§ **What you will do**:
Every record below must come back exactly as given.

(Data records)
----

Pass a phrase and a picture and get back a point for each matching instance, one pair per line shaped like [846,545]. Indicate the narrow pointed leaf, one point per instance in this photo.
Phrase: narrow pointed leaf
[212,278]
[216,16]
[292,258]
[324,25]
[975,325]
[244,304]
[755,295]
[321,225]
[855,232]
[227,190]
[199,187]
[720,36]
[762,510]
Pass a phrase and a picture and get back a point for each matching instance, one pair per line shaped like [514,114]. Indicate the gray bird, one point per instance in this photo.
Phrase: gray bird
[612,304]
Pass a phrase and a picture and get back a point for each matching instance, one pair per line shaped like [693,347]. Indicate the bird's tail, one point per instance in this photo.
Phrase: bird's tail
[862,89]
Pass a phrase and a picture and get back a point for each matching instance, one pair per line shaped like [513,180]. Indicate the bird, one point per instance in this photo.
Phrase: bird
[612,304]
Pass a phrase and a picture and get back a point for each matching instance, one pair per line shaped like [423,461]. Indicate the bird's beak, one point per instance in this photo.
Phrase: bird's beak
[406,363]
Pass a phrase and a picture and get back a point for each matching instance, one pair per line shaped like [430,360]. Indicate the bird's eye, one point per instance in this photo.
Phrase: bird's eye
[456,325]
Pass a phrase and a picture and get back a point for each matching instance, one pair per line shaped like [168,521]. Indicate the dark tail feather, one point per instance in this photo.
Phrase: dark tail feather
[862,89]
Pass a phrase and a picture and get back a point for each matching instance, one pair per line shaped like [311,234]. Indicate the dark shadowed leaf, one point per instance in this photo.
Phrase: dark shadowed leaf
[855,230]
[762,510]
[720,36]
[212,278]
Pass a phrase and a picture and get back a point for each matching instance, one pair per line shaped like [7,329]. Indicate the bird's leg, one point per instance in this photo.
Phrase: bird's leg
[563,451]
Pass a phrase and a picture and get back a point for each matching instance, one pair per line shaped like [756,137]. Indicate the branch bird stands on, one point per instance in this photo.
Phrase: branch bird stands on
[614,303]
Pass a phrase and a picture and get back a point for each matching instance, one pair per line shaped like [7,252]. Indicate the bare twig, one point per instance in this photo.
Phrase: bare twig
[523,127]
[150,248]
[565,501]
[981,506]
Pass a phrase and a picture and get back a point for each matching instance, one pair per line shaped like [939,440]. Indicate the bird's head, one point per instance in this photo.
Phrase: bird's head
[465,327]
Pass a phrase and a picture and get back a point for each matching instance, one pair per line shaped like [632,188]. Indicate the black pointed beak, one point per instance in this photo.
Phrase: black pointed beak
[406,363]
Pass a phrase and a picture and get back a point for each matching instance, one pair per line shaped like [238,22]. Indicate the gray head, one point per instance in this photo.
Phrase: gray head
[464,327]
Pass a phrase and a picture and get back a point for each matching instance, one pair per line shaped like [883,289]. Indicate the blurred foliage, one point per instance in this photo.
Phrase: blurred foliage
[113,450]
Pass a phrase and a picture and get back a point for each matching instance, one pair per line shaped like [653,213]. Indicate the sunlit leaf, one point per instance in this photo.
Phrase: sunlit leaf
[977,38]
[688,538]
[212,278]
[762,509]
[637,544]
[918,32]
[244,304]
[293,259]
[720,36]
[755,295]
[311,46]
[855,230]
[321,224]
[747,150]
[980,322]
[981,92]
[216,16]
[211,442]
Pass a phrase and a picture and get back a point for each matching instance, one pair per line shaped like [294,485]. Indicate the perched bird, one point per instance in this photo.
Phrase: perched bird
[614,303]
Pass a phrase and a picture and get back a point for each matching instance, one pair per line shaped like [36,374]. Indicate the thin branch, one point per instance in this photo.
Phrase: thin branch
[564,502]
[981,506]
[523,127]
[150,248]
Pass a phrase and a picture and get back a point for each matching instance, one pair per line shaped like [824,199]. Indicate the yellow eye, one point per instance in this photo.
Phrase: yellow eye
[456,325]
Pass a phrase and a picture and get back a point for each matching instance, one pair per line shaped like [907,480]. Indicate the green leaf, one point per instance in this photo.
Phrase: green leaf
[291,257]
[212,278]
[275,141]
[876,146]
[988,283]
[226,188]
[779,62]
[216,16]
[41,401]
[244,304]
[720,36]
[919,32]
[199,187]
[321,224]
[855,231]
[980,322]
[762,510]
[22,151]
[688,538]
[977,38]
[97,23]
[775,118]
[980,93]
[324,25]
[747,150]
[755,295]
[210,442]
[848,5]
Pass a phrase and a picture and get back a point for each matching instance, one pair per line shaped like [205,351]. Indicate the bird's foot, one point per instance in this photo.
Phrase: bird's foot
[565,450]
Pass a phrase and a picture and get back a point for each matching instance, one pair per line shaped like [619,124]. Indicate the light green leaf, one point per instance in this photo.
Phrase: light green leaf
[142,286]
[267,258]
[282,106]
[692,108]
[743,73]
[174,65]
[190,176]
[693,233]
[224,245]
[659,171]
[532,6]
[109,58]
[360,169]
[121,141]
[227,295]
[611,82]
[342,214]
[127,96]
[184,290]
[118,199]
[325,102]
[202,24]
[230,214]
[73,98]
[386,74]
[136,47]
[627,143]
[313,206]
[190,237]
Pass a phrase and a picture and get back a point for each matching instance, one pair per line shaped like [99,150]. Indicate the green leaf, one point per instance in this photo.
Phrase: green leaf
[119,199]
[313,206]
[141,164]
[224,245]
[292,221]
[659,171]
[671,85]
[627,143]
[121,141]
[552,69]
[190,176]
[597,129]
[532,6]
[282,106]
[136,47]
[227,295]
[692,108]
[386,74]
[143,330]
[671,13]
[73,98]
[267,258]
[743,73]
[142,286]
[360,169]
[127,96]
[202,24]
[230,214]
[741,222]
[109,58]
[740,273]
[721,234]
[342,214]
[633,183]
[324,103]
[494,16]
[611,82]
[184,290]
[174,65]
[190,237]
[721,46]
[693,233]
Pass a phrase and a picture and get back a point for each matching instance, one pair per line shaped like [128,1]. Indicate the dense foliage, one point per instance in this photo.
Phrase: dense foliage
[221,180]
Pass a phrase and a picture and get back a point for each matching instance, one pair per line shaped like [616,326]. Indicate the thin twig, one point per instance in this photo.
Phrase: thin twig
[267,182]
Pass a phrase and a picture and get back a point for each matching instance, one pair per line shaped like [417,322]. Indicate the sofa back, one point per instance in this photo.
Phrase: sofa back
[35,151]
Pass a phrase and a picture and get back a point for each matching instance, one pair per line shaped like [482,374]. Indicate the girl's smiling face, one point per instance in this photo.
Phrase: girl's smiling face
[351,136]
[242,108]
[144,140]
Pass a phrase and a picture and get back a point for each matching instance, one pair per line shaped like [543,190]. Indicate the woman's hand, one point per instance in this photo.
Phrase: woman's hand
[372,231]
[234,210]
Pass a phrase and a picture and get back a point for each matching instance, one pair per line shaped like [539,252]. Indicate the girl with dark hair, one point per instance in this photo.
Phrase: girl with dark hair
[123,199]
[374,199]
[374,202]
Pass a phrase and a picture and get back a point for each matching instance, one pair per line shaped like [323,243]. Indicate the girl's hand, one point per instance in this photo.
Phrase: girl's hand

----

§ **Response to the exercise**:
Pass a phrase and a picture and get back a point for each matching instance, one pair per line shaped like [846,545]. Indicate the narrow pointed leaf, one point per instance in this photo.
Phrase: narrow pointed leaf
[212,278]
[216,16]
[292,258]
[324,25]
[975,325]
[244,304]
[755,295]
[321,225]
[855,232]
[227,190]
[199,187]
[720,36]
[762,510]
Pass a phrase and a picture and get back a point for each matching instance, one pair per line shaped like [514,114]. Indicate the gray bird, one point per instance in this photo.
Phrase: gray bird
[612,304]
Pass a phrase and a picture and get back a point for each matching instance, one pair per line shaped like [693,347]. Indicate the bird's tail, one point per instance in this photo.
Phrase: bird's tail
[862,89]
Pass a phrase and a picture and get back a point for each matching instance, one pair per line shaped like [513,180]. Indicate the bird, one point per instance in this photo.
Phrase: bird
[612,304]
Pass a phrase and a picture and get back a point for each matching instance, one pair per line shaped like [423,461]. Indicate the bird's beak, one point per instance in this photo.
Phrase: bird's beak
[406,363]
Pass a phrase and a picture and get back a point for each matching instance, one pair per line shaped like [430,360]. Indicate the bird's eye, one point per instance in this photo.
Phrase: bird's eye
[456,325]
Pass a phrase and a picture and get back a point for each matching instance, one pair per line shaped like [168,521]. Indicate the dark tail feather, one point per instance in this photo.
Phrase: dark tail feather
[862,89]
Pass a phrase and a picture and get back a point for each matching instance, one pair per line shaped like [311,234]. Indicate the dark shadowed leaf, one point per instance in this photo.
Phrase: dark shadowed leaf
[855,230]
[762,510]
[720,36]
[212,278]
Pass a phrase and a picture and get back a point for each matching instance, one pair per line shaped like [7,329]. Indicate the bird's leg, one point per instance in this photo.
Phrase: bird's leg
[563,451]
Pass a phrase and a picture and get back a point for each matching instance, one pair per line shaped like [756,137]. Indicate the branch bird stands on, one point per instance in this photo.
Phrase: branch bird stands on
[614,303]
Pass a phrase and a picture and get back a point for each matching instance, one pair per line shaped like [7,252]. Indicate the bare twig, one point per instance in this photo.
Phrase: bare twig
[523,127]
[150,248]
[565,501]
[981,506]
Pass a phrase and a picture and get back a point for each matching instance, one pair per line shaped like [939,440]. Indicate the bird's head, one point per instance in this photo.
Phrase: bird's head
[465,327]
Pass a phrase and a picture and get back a point for each matching instance, one pair per line shaped like [632,188]. Indicate the black pointed beak, one point per instance in this photo.
Phrase: black pointed beak
[406,363]
Pass a phrase and a picture and get back a point for each matching instance, one pair per line shaped like [238,22]. Indicate the gray head, one point per instance in this photo.
Phrase: gray head
[464,327]
Pass a phrase and a picture and get back a point for each matching instance, one pair per line shaped like [883,289]. Indicate the blurred foliage, one point per instance in this photo.
Phrase: blurred foliage
[113,450]
Pass a phrase and a picture and get back a point for each matching instance, one pair per line shaped like [653,213]. Indicate the sunlit leaf, one point per instance in this photo.
Phrase: sunlit leaf
[977,38]
[688,538]
[212,278]
[762,509]
[637,544]
[918,32]
[244,304]
[293,259]
[720,36]
[755,295]
[311,46]
[855,230]
[321,224]
[747,150]
[980,322]
[981,92]
[216,16]
[211,442]
Pass a phrase and a picture and get back a point for each matching instance, one pair per line shaped like [294,485]. Indicate the perched bird, one point per instance in this photo.
Phrase: perched bird
[614,303]
Pass a phrase and a picture and get back a point for each matching instance, one pair per line shaped like [36,374]. Indicate the thin branch, one point per instance in this photo.
Phrase: thin branch
[564,502]
[981,506]
[523,127]
[150,248]
Pass a phrase and a picture and get back a point for each matching instance, one pair per line shaped like [824,199]. Indicate the yellow eye, one point per instance in this photo.
Phrase: yellow eye
[456,325]
Pass a phrase and a picture and get back a point for each matching instance, one pair per line shaped like [907,480]. Indicate the green leaf, one point per instance in this photo.
Phrase: green leaf
[291,257]
[212,278]
[275,141]
[876,146]
[988,283]
[226,188]
[779,62]
[216,16]
[41,401]
[244,304]
[720,36]
[919,32]
[199,187]
[321,224]
[855,231]
[980,322]
[762,510]
[22,151]
[688,538]
[977,38]
[97,23]
[775,118]
[980,93]
[324,25]
[747,150]
[755,295]
[210,442]
[848,5]
Pass a phrase and a picture and get back a point for each matching instance, one pair per line shaped like [205,351]. Indicate the bird's foot, one point per instance in this photo.
Phrase: bird's foot
[565,450]
Pass a phrase and a picture and get back a point for each matching instance, one pair per line shaped like [619,124]. Indicate the light green leaf, one point per instance in this photo.
Phrase: light green leaf
[142,286]
[267,258]
[282,106]
[692,108]
[743,73]
[174,65]
[190,176]
[693,233]
[224,245]
[659,171]
[532,6]
[109,58]
[360,169]
[121,141]
[227,295]
[611,82]
[342,214]
[127,96]
[184,290]
[118,199]
[325,102]
[202,24]
[230,214]
[73,98]
[386,74]
[136,47]
[627,143]
[313,206]
[190,237]
Pass a phrase and a picture and get back a point for each matching instance, one pair per line shaped like [99,150]. Indicate the green leaf, one point per instance in this photo.
Phrase: green leaf
[119,199]
[313,206]
[141,164]
[224,245]
[292,221]
[659,171]
[671,85]
[627,143]
[121,141]
[552,69]
[190,176]
[597,129]
[532,6]
[282,106]
[136,47]
[227,295]
[692,108]
[386,74]
[143,330]
[671,13]
[73,98]
[267,258]
[743,73]
[142,286]
[360,169]
[127,96]
[202,24]
[230,214]
[741,222]
[109,58]
[740,273]
[721,234]
[342,214]
[633,183]
[324,103]
[494,16]
[611,82]
[184,290]
[174,65]
[190,237]
[721,46]
[693,233]
Pass a phrase and a picture and get back a point for each matching instance, one pair per line shaped like [128,1]. Indicate the dense foliage, one point per instance in this photo.
Phrase: dense foliage
[221,180]
Pass a phrase and a picture and get back a point for each matching instance, one pair per line shaped like [616,326]. Indicate the thin twig, one point per instance in this photo.
Phrase: thin twig
[267,182]
Pass a phrase and a picture and get back a point for each matching instance, one pair per line shaped like [417,322]. Indicate the sofa back, one point per instance in this photo.
Phrase: sofa back
[35,151]
Pass a phrase and a picture and get back a point for each matching instance, one pair per line shaped like [482,374]. Indicate the girl's smiling face, one point per instance in this photo.
Phrase: girl's smiling face
[351,136]
[242,108]
[144,140]
Pass a phrase and a picture and get back a point for each matching instance, one pair per line shaped like [543,190]. Indicate the woman's hand, one point per instance in this photo.
Phrase: woman's hand
[372,231]
[234,210]
Pass a phrase and a picture and get back a point for each matching instance, one pair per line shaped like [539,252]. Indicate the girl with dark hair, one point per instance in this photo.
Phrase: girl with dark hair
[123,199]
[374,199]
[374,202]
Pass a phrase and a picture and get back a point for each matching instance, one pair per line shaped like [323,243]. Indicate the girl's hand, one point per instance in this photo.
Phrase: girl's hand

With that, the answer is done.